- What you have to do:
Type out the material below exactly.

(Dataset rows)

▶

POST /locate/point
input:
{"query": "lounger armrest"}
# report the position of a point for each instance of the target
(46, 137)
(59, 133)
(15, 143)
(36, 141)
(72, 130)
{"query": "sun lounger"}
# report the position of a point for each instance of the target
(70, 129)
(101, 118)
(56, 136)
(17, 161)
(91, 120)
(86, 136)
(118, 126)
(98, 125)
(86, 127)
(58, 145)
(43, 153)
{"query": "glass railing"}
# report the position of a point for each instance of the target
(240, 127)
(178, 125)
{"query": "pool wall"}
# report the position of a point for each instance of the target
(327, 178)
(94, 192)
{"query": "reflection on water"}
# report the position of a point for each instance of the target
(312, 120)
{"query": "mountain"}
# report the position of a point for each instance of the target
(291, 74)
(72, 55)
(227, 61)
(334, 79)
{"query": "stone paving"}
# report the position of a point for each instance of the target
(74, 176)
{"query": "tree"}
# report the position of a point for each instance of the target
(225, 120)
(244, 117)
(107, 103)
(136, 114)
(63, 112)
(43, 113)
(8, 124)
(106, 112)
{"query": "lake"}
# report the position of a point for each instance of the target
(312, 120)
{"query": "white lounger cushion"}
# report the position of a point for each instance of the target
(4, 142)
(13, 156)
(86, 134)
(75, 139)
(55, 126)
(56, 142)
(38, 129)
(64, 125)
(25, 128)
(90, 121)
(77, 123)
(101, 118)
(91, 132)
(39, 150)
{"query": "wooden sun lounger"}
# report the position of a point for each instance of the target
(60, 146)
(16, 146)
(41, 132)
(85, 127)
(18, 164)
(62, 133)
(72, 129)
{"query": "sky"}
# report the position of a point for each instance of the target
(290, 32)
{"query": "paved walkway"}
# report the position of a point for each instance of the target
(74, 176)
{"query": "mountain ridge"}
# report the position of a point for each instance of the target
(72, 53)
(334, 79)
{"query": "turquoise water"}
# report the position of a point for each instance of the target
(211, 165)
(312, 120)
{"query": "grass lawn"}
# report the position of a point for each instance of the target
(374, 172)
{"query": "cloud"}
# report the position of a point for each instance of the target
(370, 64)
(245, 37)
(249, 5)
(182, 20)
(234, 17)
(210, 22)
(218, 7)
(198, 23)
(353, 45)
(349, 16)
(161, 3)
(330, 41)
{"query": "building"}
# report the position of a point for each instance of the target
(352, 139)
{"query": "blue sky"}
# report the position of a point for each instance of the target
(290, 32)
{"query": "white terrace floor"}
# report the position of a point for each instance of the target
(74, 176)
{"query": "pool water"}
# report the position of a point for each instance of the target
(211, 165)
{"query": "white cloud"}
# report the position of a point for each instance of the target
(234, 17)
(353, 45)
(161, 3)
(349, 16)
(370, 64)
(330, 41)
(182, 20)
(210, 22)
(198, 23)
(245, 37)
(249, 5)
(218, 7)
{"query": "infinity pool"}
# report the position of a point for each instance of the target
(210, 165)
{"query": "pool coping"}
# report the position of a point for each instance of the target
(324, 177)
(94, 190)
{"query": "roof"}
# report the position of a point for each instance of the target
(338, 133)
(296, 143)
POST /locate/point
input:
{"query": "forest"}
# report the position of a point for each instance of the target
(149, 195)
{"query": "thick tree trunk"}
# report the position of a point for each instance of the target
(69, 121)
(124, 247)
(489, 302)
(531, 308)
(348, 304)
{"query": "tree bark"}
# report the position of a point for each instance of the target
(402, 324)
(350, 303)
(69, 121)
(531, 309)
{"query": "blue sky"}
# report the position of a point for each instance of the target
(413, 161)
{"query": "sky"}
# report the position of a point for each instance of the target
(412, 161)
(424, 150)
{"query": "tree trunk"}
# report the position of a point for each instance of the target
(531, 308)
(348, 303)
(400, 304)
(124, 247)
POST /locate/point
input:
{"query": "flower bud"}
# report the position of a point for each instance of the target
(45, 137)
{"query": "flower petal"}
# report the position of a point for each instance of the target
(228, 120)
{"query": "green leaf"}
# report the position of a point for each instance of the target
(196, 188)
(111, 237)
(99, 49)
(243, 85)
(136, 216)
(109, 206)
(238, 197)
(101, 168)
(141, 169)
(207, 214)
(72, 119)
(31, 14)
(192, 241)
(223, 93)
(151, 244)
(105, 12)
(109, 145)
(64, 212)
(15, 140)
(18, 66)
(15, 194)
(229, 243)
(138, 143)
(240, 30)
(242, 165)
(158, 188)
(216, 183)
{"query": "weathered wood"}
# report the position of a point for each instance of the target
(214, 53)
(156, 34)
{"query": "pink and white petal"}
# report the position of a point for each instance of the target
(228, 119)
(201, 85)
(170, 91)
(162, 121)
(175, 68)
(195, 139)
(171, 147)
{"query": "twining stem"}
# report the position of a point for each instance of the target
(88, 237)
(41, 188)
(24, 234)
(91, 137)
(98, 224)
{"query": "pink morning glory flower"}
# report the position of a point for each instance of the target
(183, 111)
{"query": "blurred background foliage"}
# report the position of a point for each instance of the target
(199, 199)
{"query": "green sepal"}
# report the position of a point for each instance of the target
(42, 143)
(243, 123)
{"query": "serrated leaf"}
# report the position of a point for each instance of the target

◀

- Answer to the problem:
POST /locate/point
input:
{"query": "lounger armrest"}
# report the position of a point for each instance of the target
(46, 137)
(59, 133)
(15, 143)
(36, 141)
(72, 130)
{"query": "sun lounger"}
# report the position of a point for each instance of the target
(70, 129)
(101, 118)
(56, 136)
(17, 161)
(91, 120)
(86, 136)
(118, 126)
(98, 125)
(86, 127)
(58, 145)
(43, 153)
{"query": "glass railing"}
# report the position of a point for each instance of the target
(240, 127)
(178, 125)
{"query": "pool wall"}
# report the position of a point for each instance of the target
(327, 178)
(94, 192)
{"query": "reflection on water"}
# report the position of a point for each instance of the target
(312, 120)
{"query": "mountain"}
# report the position of a point for each instance of the target
(291, 74)
(72, 55)
(227, 61)
(334, 79)
{"query": "stone paving"}
# report the position of a point for each instance of the target
(74, 176)
{"query": "tree"}
# report the position of a point for each instance of the target
(225, 120)
(244, 117)
(107, 103)
(136, 114)
(63, 112)
(43, 113)
(8, 124)
(106, 112)
{"query": "lake"}
# report the position of a point for each instance of the target
(312, 120)
{"query": "white lounger cushion"}
# report the position of a point for each instance of the target
(4, 142)
(13, 156)
(86, 134)
(75, 139)
(55, 126)
(56, 142)
(38, 129)
(64, 125)
(25, 128)
(90, 121)
(77, 123)
(101, 118)
(91, 132)
(39, 150)
{"query": "wooden sun lounger"}
# report the position of a point for each instance of the target
(60, 146)
(16, 146)
(41, 132)
(85, 127)
(18, 164)
(62, 133)
(72, 129)
{"query": "sky"}
# report the position of a point for each instance of the target
(290, 32)
{"query": "paved walkway"}
# report the position of a point for each instance of the target
(74, 176)
{"query": "mountain ridge"}
# report the position of a point for each instance of the target
(72, 53)
(334, 79)
{"query": "turquoise water"}
# report the position of a point for each instance of the target
(211, 165)
(312, 120)
{"query": "grass lawn"}
# report the position of a point for each instance of the target
(374, 172)
{"query": "cloud"}
# report the position of a point for each instance of the target
(370, 64)
(245, 37)
(249, 5)
(182, 20)
(234, 17)
(210, 22)
(218, 7)
(198, 23)
(353, 45)
(349, 16)
(161, 3)
(330, 41)
{"query": "building"}
# report the position of a point for each instance of the target
(352, 139)
{"query": "blue sky"}
# report the position of a point for each instance of the target
(290, 32)
{"query": "white terrace floor"}
# report the position of a point for each instance of the target
(74, 176)
{"query": "pool water"}
# report the position of a point for each instance of the target
(211, 165)
{"query": "white cloud"}
# report the position of a point for each instance of the target
(234, 17)
(353, 45)
(161, 3)
(349, 16)
(370, 64)
(330, 41)
(182, 20)
(210, 22)
(198, 23)
(245, 37)
(249, 5)
(218, 7)
{"query": "infinity pool"}
# report the position of a point for each instance of the target
(210, 165)
{"query": "pool coping"}
# report the position of a point for each instance of the target
(324, 177)
(94, 190)
{"query": "roof"}
# report the position of a point for each instance of the target
(338, 133)
(296, 143)
POST /locate/point
input:
{"query": "forest"}
# report the position of a point for each instance of the target
(149, 195)
{"query": "thick tree trunk"}
# report the position of a point for each instance of the target
(69, 121)
(124, 247)
(489, 302)
(531, 308)
(348, 304)
{"query": "tree bark"}
# report the position of a point for each instance of the target
(402, 324)
(350, 303)
(69, 121)
(531, 309)
{"query": "blue sky"}
# report the position of a point for each instance of the target
(413, 161)
{"query": "sky"}
# report the position of a point for each instance of the target
(412, 161)
(424, 150)
{"query": "tree trunk"}
# report the position of a point for each instance of the target
(531, 308)
(348, 303)
(400, 304)
(124, 247)
POST /locate/point
input:
{"query": "flower bud"}
# report the position of a point for each instance of the target
(45, 137)
{"query": "flower petal"}
# report the position of a point for each instance of the target
(228, 120)
{"query": "green leaf"}
# report the position of a point for each instance of the target
(196, 188)
(111, 237)
(99, 49)
(243, 85)
(136, 216)
(109, 206)
(238, 197)
(101, 168)
(141, 169)
(207, 214)
(72, 119)
(31, 14)
(192, 241)
(223, 93)
(151, 244)
(105, 12)
(109, 145)
(64, 212)
(15, 140)
(18, 66)
(15, 194)
(229, 243)
(138, 143)
(240, 30)
(242, 165)
(158, 188)
(216, 183)
{"query": "weathered wood"}
# report the position of a point for each instance of the target
(214, 53)
(156, 34)
{"query": "pink and white petal"}
# report the position of a point for each instance of the target
(228, 119)
(201, 85)
(170, 91)
(162, 121)
(175, 68)
(195, 139)
(171, 147)
{"query": "twining stem"}
# report the position of a point for each instance of the target
(88, 237)
(41, 188)
(24, 234)
(91, 137)
(98, 224)
{"query": "pink morning glory flower"}
# report the position of a point for each instance of the target
(183, 111)
{"query": "blurred background foliage"}
# report the position of a point for each instance of the target
(199, 199)
{"query": "green sepal"}
# report the position of a point for each instance of the target
(42, 143)
(243, 123)
{"query": "serrated leaf"}
# report the position of a point for each instance of the target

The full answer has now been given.